:: Data excerpts ::
------------------------------------------------------------

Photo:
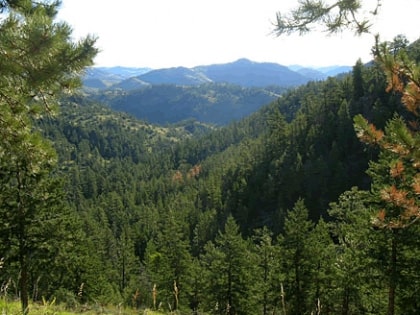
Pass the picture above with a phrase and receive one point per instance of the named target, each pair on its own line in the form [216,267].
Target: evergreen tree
[229,284]
[296,259]
[395,177]
[38,63]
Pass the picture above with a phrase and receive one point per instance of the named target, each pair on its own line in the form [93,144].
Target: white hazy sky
[170,33]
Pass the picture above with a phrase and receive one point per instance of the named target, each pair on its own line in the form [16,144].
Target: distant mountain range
[242,72]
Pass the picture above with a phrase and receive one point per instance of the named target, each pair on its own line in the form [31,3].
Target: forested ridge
[308,206]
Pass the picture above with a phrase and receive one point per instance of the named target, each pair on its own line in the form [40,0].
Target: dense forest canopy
[308,205]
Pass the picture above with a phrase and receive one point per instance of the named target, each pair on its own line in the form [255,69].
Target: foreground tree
[396,179]
[38,63]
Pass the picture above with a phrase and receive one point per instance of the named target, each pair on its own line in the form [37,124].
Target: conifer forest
[309,205]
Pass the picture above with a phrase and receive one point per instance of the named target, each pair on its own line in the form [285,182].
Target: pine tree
[38,62]
[296,258]
[230,286]
[395,177]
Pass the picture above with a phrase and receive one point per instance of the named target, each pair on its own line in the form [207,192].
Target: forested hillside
[212,103]
[310,205]
[270,196]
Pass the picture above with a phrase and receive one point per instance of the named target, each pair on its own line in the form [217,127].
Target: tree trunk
[23,283]
[393,275]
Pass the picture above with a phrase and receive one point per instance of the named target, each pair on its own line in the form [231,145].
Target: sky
[171,33]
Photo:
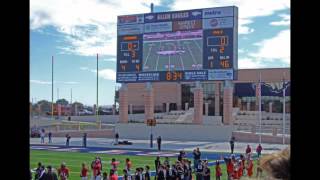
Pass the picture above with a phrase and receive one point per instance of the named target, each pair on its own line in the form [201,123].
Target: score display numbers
[190,45]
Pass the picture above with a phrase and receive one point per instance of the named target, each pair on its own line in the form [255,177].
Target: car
[35,133]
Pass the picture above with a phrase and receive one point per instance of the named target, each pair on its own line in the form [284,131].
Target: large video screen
[193,45]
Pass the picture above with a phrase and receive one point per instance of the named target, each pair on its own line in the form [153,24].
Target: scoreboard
[190,45]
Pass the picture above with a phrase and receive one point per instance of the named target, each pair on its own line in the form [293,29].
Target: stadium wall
[175,132]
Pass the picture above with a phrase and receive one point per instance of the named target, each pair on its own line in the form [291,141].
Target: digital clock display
[174,76]
[190,45]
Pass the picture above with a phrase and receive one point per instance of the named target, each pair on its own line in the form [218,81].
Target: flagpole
[97,107]
[259,84]
[284,111]
[52,89]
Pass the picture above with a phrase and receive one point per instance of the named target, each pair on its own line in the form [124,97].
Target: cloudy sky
[74,31]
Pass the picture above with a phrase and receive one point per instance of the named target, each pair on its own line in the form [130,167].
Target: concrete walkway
[240,147]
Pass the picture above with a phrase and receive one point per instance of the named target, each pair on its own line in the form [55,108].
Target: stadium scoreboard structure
[190,45]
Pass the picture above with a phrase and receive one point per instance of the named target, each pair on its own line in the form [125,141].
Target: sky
[74,31]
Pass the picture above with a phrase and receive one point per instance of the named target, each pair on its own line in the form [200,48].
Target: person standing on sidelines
[128,165]
[258,150]
[206,172]
[248,150]
[42,135]
[84,172]
[218,170]
[84,140]
[147,174]
[232,144]
[68,137]
[157,164]
[159,143]
[116,139]
[96,170]
[250,168]
[50,175]
[63,172]
[196,157]
[50,137]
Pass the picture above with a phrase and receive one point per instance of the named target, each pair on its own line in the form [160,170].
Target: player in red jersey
[84,172]
[63,172]
[128,165]
[250,168]
[96,167]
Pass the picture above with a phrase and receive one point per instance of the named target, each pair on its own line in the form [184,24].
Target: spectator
[229,163]
[166,161]
[218,170]
[42,135]
[113,176]
[248,150]
[96,169]
[50,175]
[206,172]
[250,168]
[114,165]
[232,144]
[42,173]
[147,174]
[189,175]
[159,143]
[84,140]
[38,171]
[259,169]
[259,149]
[161,175]
[277,165]
[105,176]
[126,175]
[168,172]
[157,164]
[196,157]
[50,137]
[84,172]
[67,139]
[128,165]
[63,172]
[116,139]
[199,170]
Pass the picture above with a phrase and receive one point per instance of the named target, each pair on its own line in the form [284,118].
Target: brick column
[123,104]
[114,109]
[206,109]
[94,109]
[217,99]
[239,103]
[148,102]
[198,104]
[270,107]
[227,103]
[248,106]
[59,109]
[39,109]
[75,109]
[186,106]
[179,105]
[130,109]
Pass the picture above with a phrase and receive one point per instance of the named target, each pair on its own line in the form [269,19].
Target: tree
[45,106]
[79,105]
[62,102]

------------------------------------------------------------

:: Work instruction ::
The lines above must be transcribed exactly, with every picture left out.

:: Result ::
Photo:
Pass the picture above with a phrase and receive one point per instance of the named target, each pair on its own line in the form [216,267].
Target: evergreen tree
[229,284]
[296,259]
[395,177]
[38,63]
Pass the picture above with a phrase and receive one point per instance of the named target, each pair on its own line in the form [93,144].
Target: white hazy sky
[170,33]
Pass the picture above with a phrase and receive one point per instance of the named target, each pair on its own line in the form [16,144].
Target: distant mountain range
[242,72]
Pass the picture above with a phrase and receive one point per instance of the named target, each pair on its own line in the form [31,3].
Target: forested ridge
[308,206]
Pass the picture above with a phrase and receive one point per instance of the named target, each pair on its own line in the form [40,0].
Target: dense forest canopy
[308,205]
Pass the picture above with a phrase and receive one point per instance of the named target, each pair on its own line in the form [255,69].
Target: foreground tree
[396,179]
[38,63]
Pass the picture above with a phrase and receive one point per instance of the named target, each pair on its own line in the form [37,124].
Target: conifer forest
[309,205]
Pass the picture above with a phrase and receive one point per instance of the named target, each pair on its own line in the form [285,182].
Target: pine tree
[38,62]
[296,258]
[230,286]
[395,177]
Pass the picture above with a phrase and receive one point per instance of the named target, each pair on its own line in the form [207,192].
Target: forested hillside
[212,103]
[310,205]
[270,196]
Pass the picture above with a phrase and receive one point per instance of the named target, each pair on its own line in the form [217,127].
Target: tree trunk
[23,283]
[393,275]
Pass the picture above with a phrase and receive one point per instance of the named target, each pair on its own line in the form [231,145].
Target: sky
[171,33]
Photo:
Pass the picture above with a phrase and receive one point per instance of the named target, each pair on its own line in the form [201,123].
Target: score display numbers
[190,45]
Pass the picture above with a phrase and receive one point per instance of the named target, each pair on its own line in the form [255,177].
Target: car
[35,133]
Pass the picture above with a phrase and receive one point per instance of the named target, each pair on its own line in the form [284,131].
Target: large video screen
[193,45]
Pass the picture above with a phrase and receive one point per instance of the named target, each pair on its own line in the form [153,24].
Target: scoreboard
[190,45]
Pass the picture above with a phrase and receive one point per instance of the named target, each pair on its own line in the form [293,29].
Target: stadium wall
[175,132]
Pass the picture above with a phrase and receive one point per instance of the named target, each pair on its own line in the form [291,141].
Target: digital clock display
[174,76]
[190,45]
Pass the picture above with a phrase and receive one point per instance of the named target, each pair on its own line in the form [218,81].
Target: flagpole
[97,107]
[259,84]
[284,111]
[52,89]
Pass the picture above with a phrase and receive one point per instance of the named target, each pair on its own line in the form [124,97].
Target: cloudy sky
[74,31]
Pass the picture above with a phrase and receive one point per instance of the named target, each pair on its own line in the form [130,167].
Target: concrete walkway
[240,147]
Pass the picture above with a phrase and receive one point per instance of the named target, each pair on its own line in the form [55,108].
Target: stadium scoreboard structure
[190,45]
Pass the picture above with a phrase and receive one point per instance of the named target, each pair on its own line in the form [125,141].
Target: sky
[74,31]
Pass the picture above with a phrase and receive one point per instance of the named target, each pair on its own line in the form [200,48].
Target: person standing on sidelines
[128,165]
[258,150]
[206,172]
[248,150]
[42,135]
[84,172]
[218,170]
[84,140]
[147,174]
[232,144]
[68,137]
[157,164]
[159,143]
[116,139]
[96,170]
[250,168]
[50,175]
[63,172]
[196,157]
[50,137]
Pass the picture above with a phrase and receive one point per instance of the named target, each pair on its own line in the form [160,170].
Target: player in red jersey
[84,172]
[63,172]
[128,165]
[250,168]
[96,167]
Pass the picture above with a phrase and receive one point per instance of the named target, each pair on its own line in the form [184,24].
Target: spectator
[229,163]
[166,161]
[218,170]
[42,135]
[113,176]
[248,150]
[96,169]
[50,175]
[206,172]
[250,168]
[114,165]
[232,144]
[42,173]
[147,174]
[189,175]
[159,143]
[84,140]
[38,171]
[259,169]
[259,149]
[161,175]
[277,165]
[105,176]
[126,175]
[168,172]
[157,164]
[196,157]
[50,137]
[84,172]
[67,139]
[128,165]
[63,172]
[116,139]
[199,170]
Pass the picture above with a phrase and receive one point per instance of the named target, each pair on its own line in the form [284,118].
Target: brick column
[123,104]
[114,109]
[206,109]
[94,109]
[217,99]
[239,103]
[148,102]
[198,104]
[270,107]
[227,103]
[248,106]
[59,109]
[39,109]
[75,109]
[186,106]
[179,105]
[130,109]
Pass the picture above with a phrase and receive one point per instance of the named target, each pair on its own line in the form [269,19].
Target: tree
[45,106]
[79,105]
[62,102]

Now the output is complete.